── Document text
Exception — solicitation to fifteen or fewer shareholders

(1.1) Despite subsection (1), a person may solicit proxies, other than by or on behalf of the management of the corporation, without sending a dissident’s proxy circular, if the total number of shareholders whose proxies are solicited is fifteen or fewer, two or more joint holders being counted as one shareholder.

Exception — solicitation by public broadcast

(1.2) Despite subsection (1), a person may solicit proxies, other than by or on behalf of the management of the corporation, without sending a dissident’s proxy circular if the solicitation is, in the prescribed circumstances, conveyed by public broadcast, speech or publication.

Copy to Director

(2) A person required to send a management proxy circular or dissident’s proxy circular shall send concurrently a copy of it to the Director together with a statement in prescribed form, the form of proxy, any other documents for use in connection with the meeting and, in the case of a management proxy circular, a copy of the notice of meeting.

Offence

(3) A person who fails to comply with subsections (1) and (2) is guilty of an offence and liable on summary conviction to a fine not exceeding five thousand dollars or to imprisonment for a term not exceeding six months or to both, whether or not the body corporate has been prosecuted or convicted.

Officers, etc., of bodies corporate

(4) Where a body corporate commits an offence under subsection (3), any director or officer of the body corporate who knowingly authorized, permitted or acquiesced in the commission of the offence is a party to and guilty of the offence and is liable on summary conviction to a fine not exceeding five thousand dollars or to imprisonment for a term not exceeding six months or to both, whether or not the body corporate has been prosecuted or convicted.

R.S., 1985, c. C-44, s. 150; 1992, c. 1, s. 54; 1994, c. 24, s. 16; 2001, c. 14, s. 69.

151. (1) On the application of an interested person, the Director may exempt the person, on any terms that the Director thinks fit, from any of the requirements of section 149 or subsection 150(1), which exemption may have retrospective effect.
────
• _Your objective_
Repeat the passage from the proxy solicitation provisions word for word, from "(3) A person" up to and including "c. 14, s. 69.".
── Supplied information
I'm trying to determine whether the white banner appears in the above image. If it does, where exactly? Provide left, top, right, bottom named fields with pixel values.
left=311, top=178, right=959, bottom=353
────
• _Finished exercise_
(3) A person who fails to comply with subsections (1) and (2) is guilty of an offence and liable on summary conviction to a fine not exceeding five thousand dollars or to imprisonment for a term not exceeding six months or to both, whether or not the body corporate has been prosecuted or convicted.

Officers, etc., of bodies corporate

(4) Where a body corporate commits an offence under subsection (3), any director or officer of the body corporate who knowingly authorized, permitted or acquiesced in the commission of the offence is a party to and guilty of the offence and is liable on summary conviction to a fine not exceeding five thousand dollars or to imprisonment for a term not exceeding six months or to both, whether or not the body corporate has been prosecuted or convicted.

R.S., 1985, c. C-44, s. 150; 1992, c. 1, s. 54; 1994, c. 24, s. 16; 2001, c. 14, s. 69.